Goals:
1 - Translate the sentence "This test is using an indexed job." from the Kubernetes Job test diff below into Spanish.
2 - Continue the Kubernetes Job test diff below, picking up after its final line.

Article:

Merge pull request kubernetes#128334 from mimowo/job-windows-e2e-test

k8s-ci-robot · web-flow · commit 7529696b59be · 2024-10-30T11:21:25.000Z
Job Pod Failure policy refactor e2e test using exit codes
diff --git a/test/e2e/apps/job.go b/test/e2e/apps/job.go
@@ -146,10 +146,10 @@ var _ = SIGDescribe("Job", func() {
 	/*
 		Testname: Ensure pod failure policy allows to ignore failure matching on the exit code
 		Description: This test is using an indexed job. The pod corresponding to each index
-		creates a marker file on the host and runs 'forever' until evicted. Once
-		the marker file is created the pod succeeds seeing it on restart. Thus,
-		we trigger one failure per index due to eviction, so the Job would be
-		marked as failed, if not for the ignore rule matching on exit codes.
+		creates a marker file on the host and fails. Once the marker file is
+		created the pod succeeds seeing it on restart. Thus, we trigger one
+		failure per index, so the Job would be marked as failed, if not for the
+		ignore rule matching on exit codes.
 	*/
 	ginkgo.It("should allow to use a pod failure policy to ignore failure matching on exit code", func(ctx context.Context) {
 		// We set the backoffLimit = numPods-1  so that we can tolerate random
@@ -165,53 +165,22 @@ var _ = SIGDescribe("Job", func() {
 		framework.ExpectNoError(err)
 
 		ginkgo.By("Creating a job")

Dataset content:
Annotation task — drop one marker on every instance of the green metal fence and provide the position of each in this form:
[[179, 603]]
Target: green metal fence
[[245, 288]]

Expected outputs:
1 - Esta prueba utiliza un Job indexado.

2 -
-		job := e2ejob.NewTestJobOnNode("notTerminateOncePerIndex", "evicted-pod-ignore-on-exit-code", v1.RestartPolicyNever, parallelism, completions, nil, backoffLimit, node.Name)
+		job := e2ejob.NewTestJobOnNode("failOncePerIndex", "fail-pod-ignore-on-exit-code", v1.RestartPolicyNever, parallelism, completions, nil, backoffLimit, node.Name)
 		job.Spec.CompletionMode = ptr.To(batchv1.IndexedCompletion)
 		job.Spec.PodFailurePolicy = &batchv1.PodFailurePolicy{
 			Rules: []batchv1.PodFailurePolicyRule{
 				{
-					// Ignore the pod failure caused by the eviction based on the
-					// exit code corresponding to SIGKILL.
 					Action: batchv1.PodFailurePolicyActionIgnore,
 					OnExitCodes: &batchv1.PodFailurePolicyOnExitCodesRequirement{
 						Operator: batchv1.PodFailurePolicyOnExitCodesOpIn,
-						Values:   []int32{137},
+						Values:   []int32{42},
 					},
 				},
 			},
 		}
 		job, err = e2ejob.CreateJob(ctx, f.ClientSet, f.Namespace.Name, job)
 		framework.ExpectNoError(err, "failed to create job in namespace: %s", f.Namespace.Name)
 
-		ginkgo.By("Waiting for all the pods to be ready")
-		err = e2ejob.WaitForJobReady(ctx, f.ClientSet, f.Namespace.Name, job.Name, ptr.To(int32(numPods)))
-		framework.ExpectNoError(err, "failed to await for all pods to be ready for job: %s/%s", job.Name, job.Namespace)
-
-		ginkgo.By("Fetch all running pods")
-		pods, err := e2ejob.GetAllRunningJobPods(ctx, f.ClientSet, f.Namespace.Name, job.Name)
-		framework.ExpectNoError(err, "failed to get running pods for the job: %s/%s", job.Name, job.Namespace)
-		gomega.Expect(pods).To(gomega.HaveLen(numPods), "Number of running pods doesn't match parallelism")
-
-		ginkgo.By("Evict all the Pods")
-		workqueue.ParallelizeUntil(ctx, numPods, numPods, func(index int) {
-			defer ginkgo.GinkgoRecover()
-
-			pod := pods[index]
-			ginkgo.By(fmt.Sprintf("Evicting the running pod: %s/%s", pod.Name, pod.Namespace))
-			evictTarget := &policyv1.Eviction{
-				ObjectMeta: metav1.ObjectMeta{
-					Name:      pod.Name,
-					Namespace: pod.Namespace,
-				},
-			}
-			err = f.ClientSet.CoreV1().Pods(pod.Namespace).EvictV1(ctx, evictTarget)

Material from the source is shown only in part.